**Quoted text:**

** START **

Is this the correct way to show a sequence is divergent?

[AxiomOfChoice]

A sequence $\{x_n\}$ in a metric space $(X,d)$ converges iff

$$(\exists x\in X)(\forall \epsilon > 0)(\exists N \in \mathbb N)(\forall n > N)(d(x_n,x) < \epsilon).$$

Am I correct when I assert that the negation of this is: A sequence $\{x_n\}$ does not converge in $(X,d)$ iff

$$(\forall x\in X)(\exists \epsilon > 0)(\forall N \in \mathbb N)(\exists n > N)(d(x_n,x) \geq \epsilon)?$$

So, if I'm trying to show a sequence does not converge, I let $x\in X$ be given and show that there is some $\epsilon$ neighborhood of this point that contains at most finitely many of the $x_n$?

 

[JCVD]

Your original assertion of negation is correct, but your final statement is incorrect: for a given x, you must only show there is a neighborhood of x outside of which infinitely many x_n lie. The sequence 0,1,0,1,0,1,0,1,... does not converge to 0, but any neighborhood of 0 contains infinitely many x_n.

 

[AxiomOfChoice]

Your original assertion of negation is correct, but your final statement is incorrect: for a given x, you must only show there is a neighborhood of x outside of which infinitely many x_n lie. The sequence 0,1,0,1,0,1,0,1,... does not converge to 0, but any neighborhood of 0 contains infinitely many x_n.

Ok. So my phrasing of the negation is correct, but I interpreted it incorrectly. But certainly, if I'm given a sequence $\{x_n\}$ and I want to show it doesn't converge in $(X,d)$, if I show that for every $x\in X$ there exists an $\epsilon(x) > 0$ and an $N(x)\in \mathbb N$ such that $n > N(x)$ implies $d(x,x_n) > \epsilon(x)$ , I'm good, right? (The crucial question here is whether my $N$ and my $\epsilon$ are allowed to depend on the given $x$, which I think they can.)

** END **

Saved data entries
** START **

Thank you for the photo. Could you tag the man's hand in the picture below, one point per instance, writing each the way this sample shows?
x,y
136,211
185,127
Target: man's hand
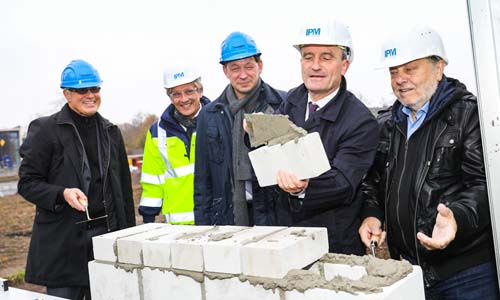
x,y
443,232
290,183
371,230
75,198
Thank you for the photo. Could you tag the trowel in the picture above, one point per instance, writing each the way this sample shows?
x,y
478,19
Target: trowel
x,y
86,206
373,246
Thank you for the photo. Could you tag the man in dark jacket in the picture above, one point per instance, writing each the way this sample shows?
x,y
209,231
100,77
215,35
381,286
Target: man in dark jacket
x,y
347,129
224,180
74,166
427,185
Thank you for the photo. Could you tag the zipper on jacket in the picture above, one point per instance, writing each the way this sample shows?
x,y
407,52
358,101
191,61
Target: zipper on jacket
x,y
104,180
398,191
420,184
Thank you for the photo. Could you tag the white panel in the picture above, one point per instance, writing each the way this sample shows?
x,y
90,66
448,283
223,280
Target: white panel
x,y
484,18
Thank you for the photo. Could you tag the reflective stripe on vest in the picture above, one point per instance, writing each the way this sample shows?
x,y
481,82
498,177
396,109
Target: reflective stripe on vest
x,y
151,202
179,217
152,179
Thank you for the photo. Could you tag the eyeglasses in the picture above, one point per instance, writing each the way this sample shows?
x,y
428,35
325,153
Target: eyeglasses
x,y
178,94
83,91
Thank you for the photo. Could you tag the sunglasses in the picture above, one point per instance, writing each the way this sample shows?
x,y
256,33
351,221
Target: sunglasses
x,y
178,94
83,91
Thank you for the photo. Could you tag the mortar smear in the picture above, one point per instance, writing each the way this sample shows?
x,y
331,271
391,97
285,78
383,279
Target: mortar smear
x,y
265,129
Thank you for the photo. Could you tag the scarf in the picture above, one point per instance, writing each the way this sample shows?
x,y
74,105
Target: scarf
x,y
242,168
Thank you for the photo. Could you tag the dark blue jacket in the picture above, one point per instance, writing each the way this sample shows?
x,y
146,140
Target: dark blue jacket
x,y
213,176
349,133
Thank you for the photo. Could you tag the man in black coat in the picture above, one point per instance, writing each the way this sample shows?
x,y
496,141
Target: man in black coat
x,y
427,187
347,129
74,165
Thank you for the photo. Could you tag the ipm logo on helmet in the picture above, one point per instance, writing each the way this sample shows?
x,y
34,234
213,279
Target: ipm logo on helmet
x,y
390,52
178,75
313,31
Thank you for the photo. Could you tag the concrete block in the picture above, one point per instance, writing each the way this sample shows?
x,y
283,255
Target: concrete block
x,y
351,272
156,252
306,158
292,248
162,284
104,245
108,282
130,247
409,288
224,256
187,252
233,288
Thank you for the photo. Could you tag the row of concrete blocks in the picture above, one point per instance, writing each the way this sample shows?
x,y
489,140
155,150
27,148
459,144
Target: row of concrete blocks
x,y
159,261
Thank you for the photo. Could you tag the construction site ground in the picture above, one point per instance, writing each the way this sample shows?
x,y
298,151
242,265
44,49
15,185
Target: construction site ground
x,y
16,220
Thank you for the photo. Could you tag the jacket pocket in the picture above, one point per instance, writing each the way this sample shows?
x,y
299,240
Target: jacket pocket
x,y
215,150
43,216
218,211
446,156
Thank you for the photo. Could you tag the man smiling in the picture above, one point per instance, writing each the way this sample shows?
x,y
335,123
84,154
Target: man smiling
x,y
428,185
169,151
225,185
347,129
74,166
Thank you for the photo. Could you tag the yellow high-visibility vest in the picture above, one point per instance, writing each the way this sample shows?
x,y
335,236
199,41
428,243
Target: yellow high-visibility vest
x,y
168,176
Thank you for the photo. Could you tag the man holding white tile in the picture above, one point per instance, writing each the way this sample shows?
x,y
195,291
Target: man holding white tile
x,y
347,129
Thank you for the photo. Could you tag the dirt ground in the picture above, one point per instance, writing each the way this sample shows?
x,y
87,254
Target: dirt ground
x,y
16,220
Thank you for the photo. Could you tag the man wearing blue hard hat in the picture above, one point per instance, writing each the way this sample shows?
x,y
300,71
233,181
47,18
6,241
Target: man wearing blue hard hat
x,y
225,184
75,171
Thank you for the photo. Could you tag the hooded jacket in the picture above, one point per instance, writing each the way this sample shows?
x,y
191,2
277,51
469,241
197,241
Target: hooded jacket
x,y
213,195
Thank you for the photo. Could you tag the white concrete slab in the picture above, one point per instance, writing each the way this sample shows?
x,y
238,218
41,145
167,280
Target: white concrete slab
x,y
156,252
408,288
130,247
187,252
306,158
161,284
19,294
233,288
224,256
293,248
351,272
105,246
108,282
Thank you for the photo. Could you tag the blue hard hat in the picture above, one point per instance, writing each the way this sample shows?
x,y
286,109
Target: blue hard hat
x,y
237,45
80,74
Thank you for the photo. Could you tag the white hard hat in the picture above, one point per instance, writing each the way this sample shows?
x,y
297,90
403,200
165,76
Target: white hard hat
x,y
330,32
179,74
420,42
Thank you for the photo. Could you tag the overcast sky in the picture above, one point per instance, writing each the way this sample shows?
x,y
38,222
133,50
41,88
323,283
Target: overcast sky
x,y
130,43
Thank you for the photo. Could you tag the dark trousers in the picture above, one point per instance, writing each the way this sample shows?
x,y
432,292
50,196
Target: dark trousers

** END **

**To do:**
a) Reproduce the part of the thread on sequence divergence that runs from "So, if I'm trying" down to "of the $x_n$?".
b) In the thread on sequence divergence, list in order every quantifier, with its condition, in the displayed formula that defines when a sequence converges.
Base every answer solely on the thread on sequence divergence.

**Answer list:**
a)
So, if I'm trying to show a sequence does not converge, I let $x\in X$ be given and show that there is some $\epsilon$ neighborhood of this point that contains at most finitely many of the $x_n$?

b) $(\exists x\in X)$, $(\forall \epsilon > 0)$, $(\exists N \in \mathbb N)$, $(\forall n > N)$